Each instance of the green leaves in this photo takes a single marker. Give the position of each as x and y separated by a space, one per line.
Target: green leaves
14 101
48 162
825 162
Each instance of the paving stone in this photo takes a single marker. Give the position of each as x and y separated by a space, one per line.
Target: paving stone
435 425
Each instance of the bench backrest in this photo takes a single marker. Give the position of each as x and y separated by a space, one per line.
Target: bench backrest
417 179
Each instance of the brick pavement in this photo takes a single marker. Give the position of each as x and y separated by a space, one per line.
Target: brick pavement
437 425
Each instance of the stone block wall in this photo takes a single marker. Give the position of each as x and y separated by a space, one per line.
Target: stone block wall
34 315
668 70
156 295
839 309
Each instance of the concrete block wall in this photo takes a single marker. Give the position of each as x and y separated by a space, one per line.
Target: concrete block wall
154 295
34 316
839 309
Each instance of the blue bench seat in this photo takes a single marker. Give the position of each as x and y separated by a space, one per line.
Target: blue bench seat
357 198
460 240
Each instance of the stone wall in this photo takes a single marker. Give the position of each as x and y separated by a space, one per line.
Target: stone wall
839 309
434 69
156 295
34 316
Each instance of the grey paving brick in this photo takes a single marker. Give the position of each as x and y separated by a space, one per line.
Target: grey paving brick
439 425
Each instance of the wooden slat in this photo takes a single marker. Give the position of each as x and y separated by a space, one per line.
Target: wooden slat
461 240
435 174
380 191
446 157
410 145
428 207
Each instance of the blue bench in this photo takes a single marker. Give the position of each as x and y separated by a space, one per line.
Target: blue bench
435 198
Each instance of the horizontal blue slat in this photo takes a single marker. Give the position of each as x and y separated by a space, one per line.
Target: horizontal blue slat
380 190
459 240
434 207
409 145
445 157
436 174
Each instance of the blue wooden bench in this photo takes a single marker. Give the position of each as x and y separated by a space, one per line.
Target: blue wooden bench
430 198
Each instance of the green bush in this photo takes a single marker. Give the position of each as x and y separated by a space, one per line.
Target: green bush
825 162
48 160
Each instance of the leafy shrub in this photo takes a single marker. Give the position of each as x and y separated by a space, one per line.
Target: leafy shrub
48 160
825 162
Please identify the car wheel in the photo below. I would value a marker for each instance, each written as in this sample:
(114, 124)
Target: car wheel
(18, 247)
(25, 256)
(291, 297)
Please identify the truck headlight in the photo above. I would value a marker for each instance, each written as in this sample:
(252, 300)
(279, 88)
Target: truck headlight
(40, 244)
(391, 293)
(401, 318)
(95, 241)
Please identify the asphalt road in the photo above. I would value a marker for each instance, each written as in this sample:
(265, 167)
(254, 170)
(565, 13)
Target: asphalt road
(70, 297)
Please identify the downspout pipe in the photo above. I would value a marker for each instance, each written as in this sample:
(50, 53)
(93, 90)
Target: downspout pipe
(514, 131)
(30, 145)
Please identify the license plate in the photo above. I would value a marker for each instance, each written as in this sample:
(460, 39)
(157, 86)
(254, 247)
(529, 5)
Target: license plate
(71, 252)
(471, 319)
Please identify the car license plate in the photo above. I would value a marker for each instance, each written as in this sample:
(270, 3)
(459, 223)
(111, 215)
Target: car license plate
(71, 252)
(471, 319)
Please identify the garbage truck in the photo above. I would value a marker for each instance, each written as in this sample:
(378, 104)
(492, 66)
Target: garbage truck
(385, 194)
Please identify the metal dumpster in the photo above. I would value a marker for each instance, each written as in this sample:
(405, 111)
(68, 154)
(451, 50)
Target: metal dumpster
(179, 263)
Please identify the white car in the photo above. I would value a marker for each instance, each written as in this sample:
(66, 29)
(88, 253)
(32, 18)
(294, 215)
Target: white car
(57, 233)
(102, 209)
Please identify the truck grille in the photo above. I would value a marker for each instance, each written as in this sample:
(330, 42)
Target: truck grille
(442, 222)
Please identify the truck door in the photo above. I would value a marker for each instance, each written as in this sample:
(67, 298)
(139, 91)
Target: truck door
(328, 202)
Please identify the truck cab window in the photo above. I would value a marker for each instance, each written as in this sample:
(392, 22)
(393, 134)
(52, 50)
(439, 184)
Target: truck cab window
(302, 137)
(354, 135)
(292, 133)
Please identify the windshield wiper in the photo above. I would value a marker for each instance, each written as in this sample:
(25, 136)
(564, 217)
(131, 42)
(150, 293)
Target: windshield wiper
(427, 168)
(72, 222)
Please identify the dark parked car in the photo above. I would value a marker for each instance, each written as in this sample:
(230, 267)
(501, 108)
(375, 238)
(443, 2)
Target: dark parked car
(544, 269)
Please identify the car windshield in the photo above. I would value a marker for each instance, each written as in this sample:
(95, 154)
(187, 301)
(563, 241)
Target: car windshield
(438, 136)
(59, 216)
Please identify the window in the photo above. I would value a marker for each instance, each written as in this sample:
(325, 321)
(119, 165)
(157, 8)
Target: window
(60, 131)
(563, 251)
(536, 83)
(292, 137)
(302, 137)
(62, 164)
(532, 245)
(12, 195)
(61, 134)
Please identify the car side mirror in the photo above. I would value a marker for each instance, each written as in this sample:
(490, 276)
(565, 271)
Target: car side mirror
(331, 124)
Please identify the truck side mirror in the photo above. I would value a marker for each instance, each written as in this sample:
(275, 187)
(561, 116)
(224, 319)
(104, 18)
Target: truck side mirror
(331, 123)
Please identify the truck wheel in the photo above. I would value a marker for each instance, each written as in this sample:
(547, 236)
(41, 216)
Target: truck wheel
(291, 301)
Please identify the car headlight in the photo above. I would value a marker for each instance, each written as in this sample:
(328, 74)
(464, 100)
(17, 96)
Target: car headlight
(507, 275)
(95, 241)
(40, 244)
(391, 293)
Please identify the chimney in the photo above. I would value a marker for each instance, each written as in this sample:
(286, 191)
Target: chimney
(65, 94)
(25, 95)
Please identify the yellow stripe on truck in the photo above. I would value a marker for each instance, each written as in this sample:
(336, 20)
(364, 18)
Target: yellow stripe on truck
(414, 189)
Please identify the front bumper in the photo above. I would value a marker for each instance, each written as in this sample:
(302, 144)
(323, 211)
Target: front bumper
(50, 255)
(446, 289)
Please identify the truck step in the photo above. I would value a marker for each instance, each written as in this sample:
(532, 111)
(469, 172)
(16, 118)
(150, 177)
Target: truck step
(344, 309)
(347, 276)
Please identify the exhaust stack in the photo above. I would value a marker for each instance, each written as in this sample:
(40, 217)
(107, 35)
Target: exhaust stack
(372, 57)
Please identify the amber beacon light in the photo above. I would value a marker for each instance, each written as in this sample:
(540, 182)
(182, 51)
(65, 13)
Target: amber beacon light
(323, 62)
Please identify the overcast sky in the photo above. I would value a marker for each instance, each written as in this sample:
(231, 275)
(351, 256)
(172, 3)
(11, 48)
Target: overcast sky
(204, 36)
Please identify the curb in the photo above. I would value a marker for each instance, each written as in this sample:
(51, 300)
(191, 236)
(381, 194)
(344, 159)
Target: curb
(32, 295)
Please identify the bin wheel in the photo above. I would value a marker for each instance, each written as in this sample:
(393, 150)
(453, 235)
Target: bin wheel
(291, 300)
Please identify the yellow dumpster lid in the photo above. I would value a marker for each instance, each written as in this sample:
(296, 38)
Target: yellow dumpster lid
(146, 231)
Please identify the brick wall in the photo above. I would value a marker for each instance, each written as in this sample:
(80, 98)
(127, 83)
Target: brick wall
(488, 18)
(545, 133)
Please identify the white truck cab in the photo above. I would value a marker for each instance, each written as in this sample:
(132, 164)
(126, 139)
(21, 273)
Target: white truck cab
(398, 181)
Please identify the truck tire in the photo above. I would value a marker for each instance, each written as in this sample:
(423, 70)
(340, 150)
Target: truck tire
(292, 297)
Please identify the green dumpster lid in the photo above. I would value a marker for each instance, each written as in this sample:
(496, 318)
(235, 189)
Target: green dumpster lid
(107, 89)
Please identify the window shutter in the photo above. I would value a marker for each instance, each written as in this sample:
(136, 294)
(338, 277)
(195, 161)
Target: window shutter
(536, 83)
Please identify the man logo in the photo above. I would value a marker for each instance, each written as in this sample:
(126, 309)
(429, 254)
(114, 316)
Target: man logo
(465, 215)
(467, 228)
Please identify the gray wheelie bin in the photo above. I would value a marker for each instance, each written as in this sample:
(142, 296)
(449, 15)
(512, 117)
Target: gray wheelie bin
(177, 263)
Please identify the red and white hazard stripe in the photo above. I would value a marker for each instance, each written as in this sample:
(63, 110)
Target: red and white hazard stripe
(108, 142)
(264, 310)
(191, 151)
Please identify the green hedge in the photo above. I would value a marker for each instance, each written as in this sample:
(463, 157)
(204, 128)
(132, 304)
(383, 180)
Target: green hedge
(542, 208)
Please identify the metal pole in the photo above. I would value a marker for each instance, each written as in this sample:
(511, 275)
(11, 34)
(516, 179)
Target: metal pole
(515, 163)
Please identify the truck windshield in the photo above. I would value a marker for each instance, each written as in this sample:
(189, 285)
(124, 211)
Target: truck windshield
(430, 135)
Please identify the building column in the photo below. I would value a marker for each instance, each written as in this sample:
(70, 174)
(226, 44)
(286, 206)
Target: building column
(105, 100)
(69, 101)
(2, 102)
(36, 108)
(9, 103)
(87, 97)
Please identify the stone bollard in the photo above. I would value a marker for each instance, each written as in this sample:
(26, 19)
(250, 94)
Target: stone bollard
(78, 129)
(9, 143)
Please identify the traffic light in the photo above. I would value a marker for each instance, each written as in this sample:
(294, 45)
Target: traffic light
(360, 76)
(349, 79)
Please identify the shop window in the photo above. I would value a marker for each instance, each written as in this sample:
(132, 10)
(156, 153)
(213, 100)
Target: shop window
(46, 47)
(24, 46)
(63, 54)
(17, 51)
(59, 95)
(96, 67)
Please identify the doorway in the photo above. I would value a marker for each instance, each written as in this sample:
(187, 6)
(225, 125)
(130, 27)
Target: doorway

_Task item_:
Would you output, unchanged, each line from the start of the records to the line that holds "Each instance of the blue bench seat", both included and nothing else?

_Final answer_:
Each instance of the green leaves in this photo takes a single marker. Give the position of each as x and y separated by a space, one per line.
Target: green leaves
14 101
48 162
825 162
Each instance of the paving stone in this photo takes a single marker. Give the position of each as x and y separated by a space, one per line.
Target: paving stone
435 425
Each instance of the bench backrest in this photo takes a single marker. Give the position of each as x and y separated by a space, one per line.
Target: bench backrest
417 179
Each instance of the brick pavement in this photo takes a single marker. Give the position of each as x and y separated by a space, one per line.
Target: brick pavement
437 425
Each instance of the stone block wall in this photo takes a single marker. Give the position of each as x and y separated by a space, one per line.
Target: stone block wall
34 315
668 70
156 295
839 309
Each instance of the concrete block wall in this photo takes a single marker. Give the position of each as x and y separated by a space, one per line.
Target: concrete block wall
154 295
34 316
839 309
Each instance of the blue bench seat in this photo takes a single marker. Give the position of each as x and y separated by a space, one per line.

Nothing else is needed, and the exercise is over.